No salió exactamente como lo había planeado. No
había planeado que me atacase una gripe como si de 1918 se tratase y que
tuviera que tomar antibióticos para la incipiente neumonía que el medico detectó
con su oído de elfo y sentido arácnido*. No había planeado tener que pasarme
cinco días encerrada en casa, cosa que no pasaba desde que había tenido la
mononucleosis hacía 13 años. No había planeado tampoco llegar al record de 41°C de
fiebre (105° en Fahrenheit) y mucho menos producir una cantidad de mocos digna de una
guardería. A pesar de todo, sobreviví, aunque no haya podido tomar sidra ni
pacharán, al menos el hambre no se me quitó. Y la gripe me ha venido muy bien
como excusa legítima para no tocar el ordenador ni mirar nada relacionado con
el trabajo.

| LOS DATOS |

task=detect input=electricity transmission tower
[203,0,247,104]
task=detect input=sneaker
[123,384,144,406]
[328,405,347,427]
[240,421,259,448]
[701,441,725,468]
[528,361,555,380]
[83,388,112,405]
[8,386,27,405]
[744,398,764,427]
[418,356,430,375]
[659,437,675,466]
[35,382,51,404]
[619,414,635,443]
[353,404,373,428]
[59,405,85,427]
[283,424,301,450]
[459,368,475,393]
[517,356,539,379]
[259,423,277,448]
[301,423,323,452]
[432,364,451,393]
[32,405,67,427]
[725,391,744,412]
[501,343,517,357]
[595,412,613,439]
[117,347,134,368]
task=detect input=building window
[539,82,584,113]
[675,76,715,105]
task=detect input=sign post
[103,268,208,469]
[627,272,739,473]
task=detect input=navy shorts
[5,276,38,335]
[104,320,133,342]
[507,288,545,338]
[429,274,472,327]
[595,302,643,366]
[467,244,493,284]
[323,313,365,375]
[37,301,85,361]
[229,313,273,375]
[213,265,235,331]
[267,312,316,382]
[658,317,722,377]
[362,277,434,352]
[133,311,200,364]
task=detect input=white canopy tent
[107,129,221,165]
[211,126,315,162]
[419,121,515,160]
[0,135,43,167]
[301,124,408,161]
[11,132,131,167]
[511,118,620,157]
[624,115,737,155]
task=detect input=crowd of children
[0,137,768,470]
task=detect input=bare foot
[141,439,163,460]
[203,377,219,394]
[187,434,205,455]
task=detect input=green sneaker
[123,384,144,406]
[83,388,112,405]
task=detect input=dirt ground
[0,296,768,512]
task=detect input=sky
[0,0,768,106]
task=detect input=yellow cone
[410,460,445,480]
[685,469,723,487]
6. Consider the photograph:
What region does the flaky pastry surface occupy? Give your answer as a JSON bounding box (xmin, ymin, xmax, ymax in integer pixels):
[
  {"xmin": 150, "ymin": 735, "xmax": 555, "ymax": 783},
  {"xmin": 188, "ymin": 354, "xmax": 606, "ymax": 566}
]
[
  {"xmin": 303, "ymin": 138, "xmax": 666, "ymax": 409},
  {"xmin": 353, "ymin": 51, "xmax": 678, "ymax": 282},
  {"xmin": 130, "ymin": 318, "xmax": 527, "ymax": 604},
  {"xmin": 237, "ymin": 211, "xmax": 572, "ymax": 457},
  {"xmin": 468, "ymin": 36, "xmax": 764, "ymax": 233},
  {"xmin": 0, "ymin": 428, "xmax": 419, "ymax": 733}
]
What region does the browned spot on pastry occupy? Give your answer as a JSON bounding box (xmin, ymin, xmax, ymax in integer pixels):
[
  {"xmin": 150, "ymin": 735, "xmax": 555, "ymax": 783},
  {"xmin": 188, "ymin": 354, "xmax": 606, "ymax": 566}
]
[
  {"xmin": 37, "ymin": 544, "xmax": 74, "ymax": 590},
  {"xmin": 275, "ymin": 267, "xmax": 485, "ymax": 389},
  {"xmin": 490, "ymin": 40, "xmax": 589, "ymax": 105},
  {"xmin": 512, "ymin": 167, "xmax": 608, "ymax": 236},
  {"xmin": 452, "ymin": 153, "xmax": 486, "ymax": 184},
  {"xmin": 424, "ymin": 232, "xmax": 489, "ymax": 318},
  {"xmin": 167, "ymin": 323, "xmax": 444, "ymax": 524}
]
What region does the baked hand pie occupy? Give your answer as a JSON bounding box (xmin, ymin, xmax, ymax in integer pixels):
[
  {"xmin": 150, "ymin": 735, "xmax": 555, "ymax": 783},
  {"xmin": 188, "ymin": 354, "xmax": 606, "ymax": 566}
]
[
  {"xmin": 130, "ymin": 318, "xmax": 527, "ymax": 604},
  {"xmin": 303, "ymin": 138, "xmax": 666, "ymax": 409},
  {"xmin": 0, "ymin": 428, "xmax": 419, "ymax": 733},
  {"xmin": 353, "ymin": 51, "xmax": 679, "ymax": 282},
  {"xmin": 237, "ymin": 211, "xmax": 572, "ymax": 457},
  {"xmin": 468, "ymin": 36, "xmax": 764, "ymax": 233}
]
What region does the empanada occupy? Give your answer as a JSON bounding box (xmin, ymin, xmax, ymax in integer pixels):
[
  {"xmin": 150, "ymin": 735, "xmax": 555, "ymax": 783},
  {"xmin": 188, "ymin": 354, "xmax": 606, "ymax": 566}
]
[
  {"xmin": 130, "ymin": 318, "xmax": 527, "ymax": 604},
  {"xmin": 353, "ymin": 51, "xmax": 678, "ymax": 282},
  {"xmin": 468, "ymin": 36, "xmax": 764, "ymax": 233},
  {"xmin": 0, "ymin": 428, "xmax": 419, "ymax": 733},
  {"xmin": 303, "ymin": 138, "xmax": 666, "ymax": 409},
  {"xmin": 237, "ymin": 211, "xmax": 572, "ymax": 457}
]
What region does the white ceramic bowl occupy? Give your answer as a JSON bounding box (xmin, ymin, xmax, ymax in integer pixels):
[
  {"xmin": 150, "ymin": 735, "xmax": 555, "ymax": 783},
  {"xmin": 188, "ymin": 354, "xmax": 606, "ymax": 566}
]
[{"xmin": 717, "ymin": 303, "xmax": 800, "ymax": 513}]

| ACCIONES REQUERIDAS |
[1] En una a tres oraciones, indica por qué hubo que tomar antibióticos según el fragmento sobre la gripe.
[2] ¿Qué temperatura máxima alcanzó la fiebre según el fragmento sobre la gripe?
[3] Prosigue el fragmento sobre la gripe a partir de su última oración.

| RESULTADOS POR TAREA |
[1] Hubo que tomar antibióticos por la neumonía incipiente que el médico detectó.

[2] La fiebre llegó a 41 °C, que equivalen a 105 °F.

[3]
Está claro que
California me ha transformado en un ser débil y enclenque. Puede que sea una
estratagema del gobierno para destruir el sistema inmune de los residentes a
base de semillas chía y kale o cualquier otro de esos superalimentos que nos
venden, para así acabar con el problema acuciante del paro y las Green Card.
El viaje de
vuelta esta vez incluyó una escala en Oslo, capital de un país donde todo el
mundo es muy alto y también parecen vampiros – como todos los escandinavos.
Esto de la escalas es un rollo, la gente está cansada, habla idiomas extraños y
está demasiado concentrada en ir al duty
free. Normalmente yo también me apunto al paseíllo por el duty free, pero con un fin bien
diferente del de comprar. Me pruebo varias cremas hidratantes y colonias para
intentar quitarme la cara y el olor a zombi podre, técnica que suele empeorar
la situación que inicialmente ya era difícil de salvar. En Oslo me compré un
sándwich de salmón por lo que al cambio debió costar unos $500. Pero no
importa, celebré así mis últimas horas en Europa.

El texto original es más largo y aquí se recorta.